- **What to work on**
Through the end of the data below, output every line exactly, beginning with the line that contains "the woman's face".
○ ○ ○
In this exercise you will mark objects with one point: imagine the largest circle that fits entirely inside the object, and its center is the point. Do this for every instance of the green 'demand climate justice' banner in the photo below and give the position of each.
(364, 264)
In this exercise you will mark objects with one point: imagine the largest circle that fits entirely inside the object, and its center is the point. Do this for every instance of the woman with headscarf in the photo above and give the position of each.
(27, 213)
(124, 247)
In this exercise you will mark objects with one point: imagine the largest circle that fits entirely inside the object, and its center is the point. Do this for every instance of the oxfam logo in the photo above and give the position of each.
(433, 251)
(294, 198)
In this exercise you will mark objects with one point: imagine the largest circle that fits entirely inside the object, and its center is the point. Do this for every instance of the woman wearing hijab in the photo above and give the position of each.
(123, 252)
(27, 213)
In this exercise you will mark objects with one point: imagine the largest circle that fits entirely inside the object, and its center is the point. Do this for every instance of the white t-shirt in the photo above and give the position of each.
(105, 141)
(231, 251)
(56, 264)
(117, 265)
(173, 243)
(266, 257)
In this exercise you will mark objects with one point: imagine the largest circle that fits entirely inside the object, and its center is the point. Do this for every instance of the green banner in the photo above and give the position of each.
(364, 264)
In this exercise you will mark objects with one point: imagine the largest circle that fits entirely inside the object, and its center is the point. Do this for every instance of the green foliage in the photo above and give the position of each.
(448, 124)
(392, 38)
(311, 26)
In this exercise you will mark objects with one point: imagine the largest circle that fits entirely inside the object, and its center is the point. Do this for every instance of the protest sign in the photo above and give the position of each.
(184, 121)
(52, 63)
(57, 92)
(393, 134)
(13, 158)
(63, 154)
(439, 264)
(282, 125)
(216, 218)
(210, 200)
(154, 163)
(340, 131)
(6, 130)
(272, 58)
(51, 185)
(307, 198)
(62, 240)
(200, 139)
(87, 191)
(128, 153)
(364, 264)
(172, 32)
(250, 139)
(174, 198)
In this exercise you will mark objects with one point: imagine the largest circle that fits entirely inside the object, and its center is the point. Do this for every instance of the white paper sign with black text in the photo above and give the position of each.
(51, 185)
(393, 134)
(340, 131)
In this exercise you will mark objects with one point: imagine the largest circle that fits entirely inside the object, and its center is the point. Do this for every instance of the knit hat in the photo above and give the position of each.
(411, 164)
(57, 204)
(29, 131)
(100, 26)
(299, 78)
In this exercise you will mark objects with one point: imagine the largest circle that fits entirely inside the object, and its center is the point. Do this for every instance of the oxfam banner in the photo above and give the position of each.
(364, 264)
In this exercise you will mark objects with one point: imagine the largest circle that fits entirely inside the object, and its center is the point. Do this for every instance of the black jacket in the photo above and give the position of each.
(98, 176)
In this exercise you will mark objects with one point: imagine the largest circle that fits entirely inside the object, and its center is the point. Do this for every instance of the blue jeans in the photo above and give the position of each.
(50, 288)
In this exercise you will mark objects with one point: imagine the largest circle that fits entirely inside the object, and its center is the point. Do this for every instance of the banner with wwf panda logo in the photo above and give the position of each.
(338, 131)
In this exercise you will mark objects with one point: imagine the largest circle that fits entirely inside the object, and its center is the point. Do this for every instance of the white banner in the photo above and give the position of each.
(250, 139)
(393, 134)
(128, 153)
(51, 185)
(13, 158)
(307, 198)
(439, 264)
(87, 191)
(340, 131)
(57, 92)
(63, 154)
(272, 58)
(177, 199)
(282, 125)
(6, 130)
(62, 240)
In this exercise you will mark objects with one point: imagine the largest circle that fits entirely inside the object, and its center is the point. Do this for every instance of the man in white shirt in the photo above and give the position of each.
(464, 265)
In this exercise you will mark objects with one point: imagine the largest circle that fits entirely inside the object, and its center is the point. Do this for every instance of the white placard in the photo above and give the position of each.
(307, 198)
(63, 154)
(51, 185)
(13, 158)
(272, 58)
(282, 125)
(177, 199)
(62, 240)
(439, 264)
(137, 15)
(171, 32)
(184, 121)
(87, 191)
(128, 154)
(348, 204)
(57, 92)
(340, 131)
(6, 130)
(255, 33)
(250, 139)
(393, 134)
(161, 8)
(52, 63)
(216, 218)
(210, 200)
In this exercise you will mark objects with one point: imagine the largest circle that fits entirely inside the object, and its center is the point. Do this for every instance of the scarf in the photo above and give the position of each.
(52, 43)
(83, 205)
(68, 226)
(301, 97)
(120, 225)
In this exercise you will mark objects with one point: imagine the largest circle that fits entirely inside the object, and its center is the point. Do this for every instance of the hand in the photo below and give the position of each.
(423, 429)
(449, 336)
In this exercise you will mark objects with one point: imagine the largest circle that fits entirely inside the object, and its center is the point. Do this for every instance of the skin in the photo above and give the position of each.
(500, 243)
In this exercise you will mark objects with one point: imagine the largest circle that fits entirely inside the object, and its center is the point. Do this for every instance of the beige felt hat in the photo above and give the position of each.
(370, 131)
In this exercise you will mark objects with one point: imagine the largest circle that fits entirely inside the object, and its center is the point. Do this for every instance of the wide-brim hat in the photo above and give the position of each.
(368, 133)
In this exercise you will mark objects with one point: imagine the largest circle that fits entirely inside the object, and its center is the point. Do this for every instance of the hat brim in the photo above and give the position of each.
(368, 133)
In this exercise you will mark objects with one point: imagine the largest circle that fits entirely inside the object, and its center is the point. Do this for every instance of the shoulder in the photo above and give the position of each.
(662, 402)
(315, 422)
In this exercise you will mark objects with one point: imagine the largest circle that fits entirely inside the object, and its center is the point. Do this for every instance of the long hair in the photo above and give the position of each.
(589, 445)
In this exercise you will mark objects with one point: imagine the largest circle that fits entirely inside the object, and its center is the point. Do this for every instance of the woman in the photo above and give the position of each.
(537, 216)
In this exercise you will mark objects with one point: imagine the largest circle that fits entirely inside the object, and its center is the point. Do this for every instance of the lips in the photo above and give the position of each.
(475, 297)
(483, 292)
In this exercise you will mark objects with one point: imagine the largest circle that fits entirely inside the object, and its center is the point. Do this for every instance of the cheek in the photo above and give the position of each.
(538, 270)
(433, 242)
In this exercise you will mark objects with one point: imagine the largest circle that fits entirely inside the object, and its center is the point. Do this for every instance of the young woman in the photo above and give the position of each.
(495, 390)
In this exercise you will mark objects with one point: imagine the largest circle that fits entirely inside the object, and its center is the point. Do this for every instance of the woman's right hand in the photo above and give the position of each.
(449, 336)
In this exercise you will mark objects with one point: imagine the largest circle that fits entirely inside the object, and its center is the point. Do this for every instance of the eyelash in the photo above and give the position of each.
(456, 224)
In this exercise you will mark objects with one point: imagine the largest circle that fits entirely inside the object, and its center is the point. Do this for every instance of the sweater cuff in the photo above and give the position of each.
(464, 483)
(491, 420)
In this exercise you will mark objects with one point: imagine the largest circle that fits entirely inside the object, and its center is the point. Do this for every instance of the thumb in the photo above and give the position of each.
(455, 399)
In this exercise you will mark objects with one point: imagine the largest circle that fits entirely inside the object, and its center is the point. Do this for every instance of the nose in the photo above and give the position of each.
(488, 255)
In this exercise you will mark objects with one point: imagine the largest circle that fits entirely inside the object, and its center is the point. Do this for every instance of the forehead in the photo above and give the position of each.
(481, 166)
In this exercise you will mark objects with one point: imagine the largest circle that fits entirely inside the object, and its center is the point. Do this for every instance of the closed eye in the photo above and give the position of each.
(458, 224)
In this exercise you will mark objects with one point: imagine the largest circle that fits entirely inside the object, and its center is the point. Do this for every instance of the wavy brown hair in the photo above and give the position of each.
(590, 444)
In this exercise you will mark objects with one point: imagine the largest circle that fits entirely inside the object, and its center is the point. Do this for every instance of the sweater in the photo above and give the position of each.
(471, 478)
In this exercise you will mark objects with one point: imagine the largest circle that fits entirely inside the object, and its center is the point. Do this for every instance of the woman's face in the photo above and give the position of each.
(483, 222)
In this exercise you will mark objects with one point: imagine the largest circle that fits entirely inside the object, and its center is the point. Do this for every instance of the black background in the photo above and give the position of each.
○ ○ ○
- **Reply to the exercise**
In this exercise you will mark objects with one point: imagine the largest circle that fits entirely inside the object, and its center is the point. Do this for every instance of the woman's face in the photo above and give the position of each.
(483, 222)
In this exercise you will mark objects with one point: imagine the largest circle that fits entirely inside the object, and its center is the point. Do this for every instance of the black background in the photo above and give the position of each.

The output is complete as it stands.